EXERCISE DETAILS -> Send back every line of the data exactly.

(Items from a data source)
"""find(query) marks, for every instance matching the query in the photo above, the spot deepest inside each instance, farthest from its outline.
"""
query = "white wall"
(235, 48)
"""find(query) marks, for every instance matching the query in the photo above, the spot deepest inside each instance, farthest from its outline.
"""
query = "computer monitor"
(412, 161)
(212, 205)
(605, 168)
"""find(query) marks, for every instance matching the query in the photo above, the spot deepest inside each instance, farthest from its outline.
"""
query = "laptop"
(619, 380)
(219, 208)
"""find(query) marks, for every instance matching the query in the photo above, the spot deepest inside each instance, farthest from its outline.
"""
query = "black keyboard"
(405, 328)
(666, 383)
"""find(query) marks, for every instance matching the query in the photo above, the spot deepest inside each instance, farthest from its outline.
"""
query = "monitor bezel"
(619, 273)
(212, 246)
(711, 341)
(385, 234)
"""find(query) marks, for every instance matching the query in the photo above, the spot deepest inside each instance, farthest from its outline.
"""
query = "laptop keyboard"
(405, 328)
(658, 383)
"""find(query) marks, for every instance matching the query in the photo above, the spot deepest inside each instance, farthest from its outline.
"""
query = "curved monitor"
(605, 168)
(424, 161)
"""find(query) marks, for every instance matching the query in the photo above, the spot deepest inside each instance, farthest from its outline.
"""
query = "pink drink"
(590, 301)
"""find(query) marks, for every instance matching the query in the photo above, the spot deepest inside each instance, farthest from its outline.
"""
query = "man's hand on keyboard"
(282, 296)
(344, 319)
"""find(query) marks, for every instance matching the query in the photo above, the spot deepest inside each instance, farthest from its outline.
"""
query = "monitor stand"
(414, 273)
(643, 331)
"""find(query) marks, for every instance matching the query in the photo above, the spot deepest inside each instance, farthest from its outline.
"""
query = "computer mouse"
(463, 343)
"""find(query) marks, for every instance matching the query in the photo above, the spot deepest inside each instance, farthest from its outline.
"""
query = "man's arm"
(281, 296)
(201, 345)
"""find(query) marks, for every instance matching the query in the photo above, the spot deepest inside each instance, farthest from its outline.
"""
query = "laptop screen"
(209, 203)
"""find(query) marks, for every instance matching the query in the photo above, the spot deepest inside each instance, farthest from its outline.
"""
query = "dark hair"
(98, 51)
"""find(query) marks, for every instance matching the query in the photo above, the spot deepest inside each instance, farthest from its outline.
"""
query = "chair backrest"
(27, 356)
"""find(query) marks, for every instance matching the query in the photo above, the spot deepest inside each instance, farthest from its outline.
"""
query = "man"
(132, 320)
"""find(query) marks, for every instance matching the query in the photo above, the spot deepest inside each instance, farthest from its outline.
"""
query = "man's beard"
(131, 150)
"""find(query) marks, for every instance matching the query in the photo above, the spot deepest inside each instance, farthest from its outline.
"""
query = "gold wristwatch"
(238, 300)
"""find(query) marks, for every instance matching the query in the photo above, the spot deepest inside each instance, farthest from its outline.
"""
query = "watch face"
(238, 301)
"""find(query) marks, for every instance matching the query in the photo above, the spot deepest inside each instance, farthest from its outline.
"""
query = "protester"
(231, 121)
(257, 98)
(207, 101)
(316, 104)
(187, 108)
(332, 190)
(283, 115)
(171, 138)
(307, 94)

TASK OUTPUT ->
"""find(query) marks, for every instance matching the query in the photo above, the spot deepest inside each instance, farthest from its outline.
"""
query = "white wall"
(235, 48)
"""find(query) marks, for every instance matching the query in the photo above, the spot deepest inside each instance, farthest from its outline.
"""
query = "computer monitor"
(412, 161)
(212, 205)
(605, 168)
"""find(query) marks, for every instance matching the query in the photo above, the spot deepest inside each instance, farthest from its outline.
"""
query = "laptop"
(619, 380)
(219, 208)
"""find(query) marks, for every instance matching the query in the photo above, the spot deepest inside each instance, farthest from its outline.
"""
query = "black keyboard"
(405, 328)
(666, 383)
"""find(query) marks, for every instance matching the query in the photo above, the spot deepest inside each instance, farthest from its outline.
"""
query = "monitor bezel"
(619, 273)
(212, 246)
(711, 341)
(385, 234)
"""find(query) marks, for every instance matching the query in the photo above, the spot deepest inside each instance, farthest from its outline.
"""
query = "laptop keyboard"
(405, 328)
(658, 383)
"""find(query) marks, for every instance matching the query in the photo above, the spot deepest inside each instance, farthest from its outline.
"""
query = "curved monitor"
(605, 168)
(424, 161)
"""find(query) marks, for every instance matching the query in the photo above, the spot deepest inside each instance, farthest from its outline.
"""
query = "pink drink"
(590, 301)
"""find(query) marks, for every instance matching the query in the photo above, the spot deepest inside each instance, farthest from its outline.
"""
query = "man's hand on keyboard"
(282, 296)
(344, 319)
"""find(query) marks, for every instance matching the query in the photo above, the spot deepest inside each instance, farthest from its outline.
"""
query = "monitor stand"
(414, 273)
(643, 331)
"""find(query) marks, for every instance matching the query in the photo above, the spot deepest inside each instance, farthest from its outline.
"""
query = "computer mouse"
(463, 343)
"""find(query) marks, for every instance matching the query in the photo above, the spot deepest inside each instance, farthest from its outline.
"""
query = "man's arm"
(281, 296)
(201, 345)
"""find(query) marks, for every instance matching the query in the photo above, the spot deepest inside each instance, farthest from its outline.
"""
query = "laptop screen"
(209, 203)
"""find(query) marks, for every instance matching the query in the photo above, the spot deepest inside each instance, farthest from its outline.
"""
query = "dark hair"
(98, 51)
"""find(query) marks, for every instance matching the query in the photo above, the spot deepest inside each instance, farthest from its outline.
"""
query = "chair backrest"
(27, 356)
"""find(query) marks, for every instance matching the query in the photo above, the spot deepest inside each instance, farthest from its outline.
"""
query = "man"
(132, 320)
"""find(query) marks, for every instance matching the query in the photo above, the spot deepest inside each instance, farthest from its outline.
"""
query = "man's beard"
(131, 150)
"""find(query) marks, for every instance matching the query in the photo above, the spot deepest inside each instance, farthest from its outline.
"""
query = "gold wristwatch"
(238, 300)
"""find(query) marks, for every instance matching the query in the photo above, the spot deepest inside each instance, farthest from its outline.
"""
query = "watch face"
(238, 301)
"""find(query) marks, for every instance matching the query in the photo above, the spot deepest inside each instance, farthest from its outline.
"""
query = "protester"
(231, 121)
(257, 98)
(207, 101)
(316, 104)
(187, 108)
(332, 190)
(283, 115)
(171, 138)
(307, 94)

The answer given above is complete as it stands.